§ **Directions for this task**:
Please state the average reported deal size given in the cannabis price report.

Current Data

U.S. Cannabis Spot Index up 0.5% to $1,529 per pound.

The simple average (non-volume weighted) price increased $1 to $1,769 per pound, with 68% of transactions (one standard deviation) in the $1,001 to $2,537 per pound range. The average reported deal size was 2.2 pounds. In grams, the Spot price was $3.37 and the simple average price was $3.90.

The relative frequencies of trades for each grow type were essentially unchanged from last week. 

The relative volume of indoor flower expanded by 1% this week. The relative volume of greenhouse product contracted by the same proportion, while that for outdoor flower was stable.

While the U.S. Spot Index has been relatively stable to this point in 2021, there has been an overall upward trend, albeit a modest one, since late January. Month-to-date, the national composite price is averaging $1,521 per pound for April, up from $1,508 per pound last month. In 2020, the U.S. Spot trended downward from late February through late May, before robust demand during the pandemic began to pressure supplies and push prices upward.

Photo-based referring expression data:
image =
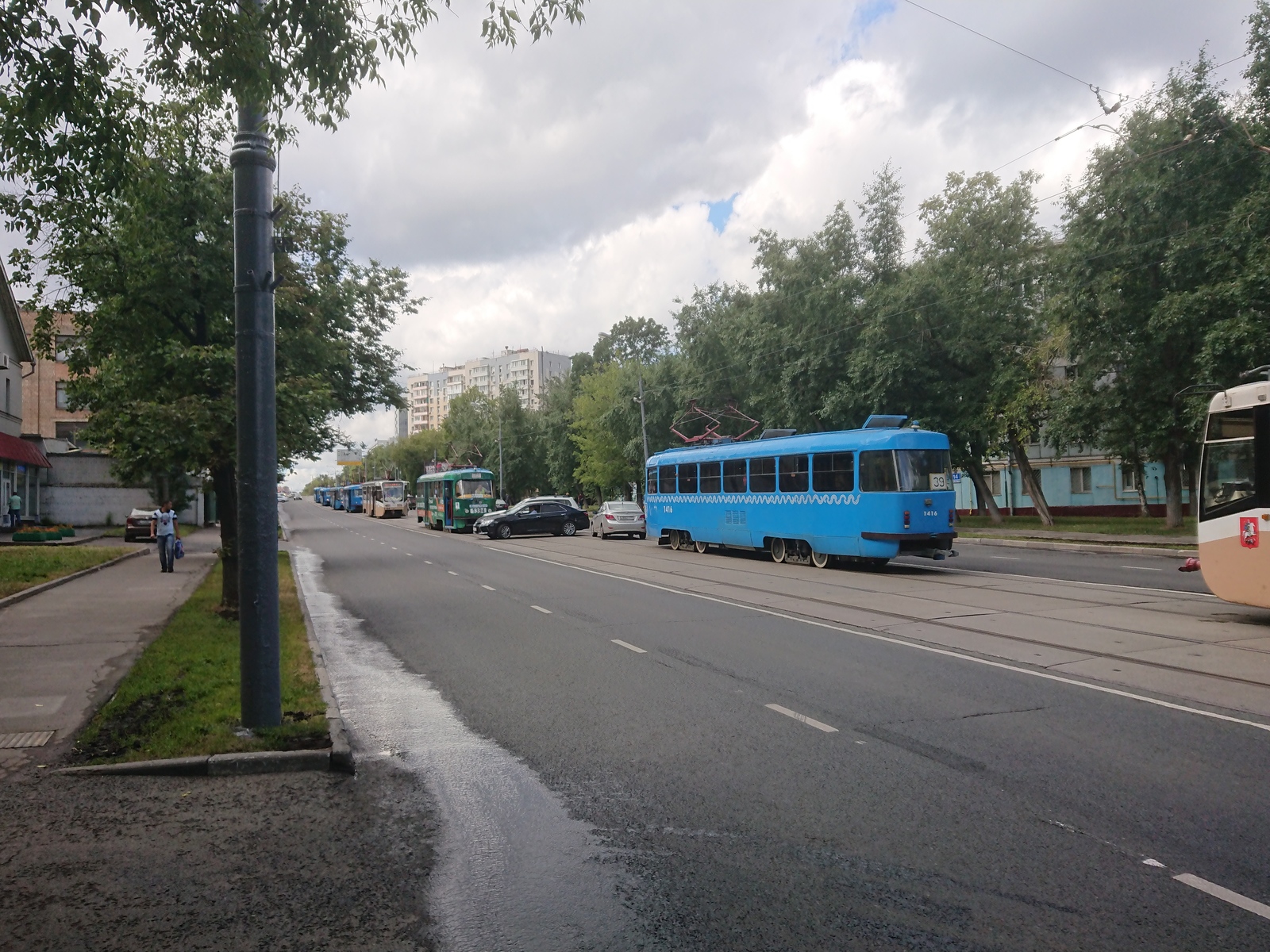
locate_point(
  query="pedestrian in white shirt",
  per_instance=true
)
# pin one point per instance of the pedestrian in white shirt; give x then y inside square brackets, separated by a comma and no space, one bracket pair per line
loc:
[165,532]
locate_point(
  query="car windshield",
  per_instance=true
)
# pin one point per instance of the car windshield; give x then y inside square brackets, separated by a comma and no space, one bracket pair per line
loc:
[1229,474]
[924,470]
[474,489]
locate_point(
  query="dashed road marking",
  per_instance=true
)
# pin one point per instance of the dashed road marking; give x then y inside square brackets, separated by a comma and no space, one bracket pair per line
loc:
[1231,896]
[804,719]
[918,647]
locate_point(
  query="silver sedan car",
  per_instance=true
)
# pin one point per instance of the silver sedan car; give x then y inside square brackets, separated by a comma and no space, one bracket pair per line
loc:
[619,518]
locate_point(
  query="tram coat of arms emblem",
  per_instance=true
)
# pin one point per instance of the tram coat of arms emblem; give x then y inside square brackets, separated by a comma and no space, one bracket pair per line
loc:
[1249,537]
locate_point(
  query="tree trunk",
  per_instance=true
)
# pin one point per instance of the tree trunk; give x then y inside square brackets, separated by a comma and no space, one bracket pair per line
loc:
[987,505]
[226,509]
[1172,490]
[1032,482]
[1140,475]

§ **Answer section**:
2.2 pounds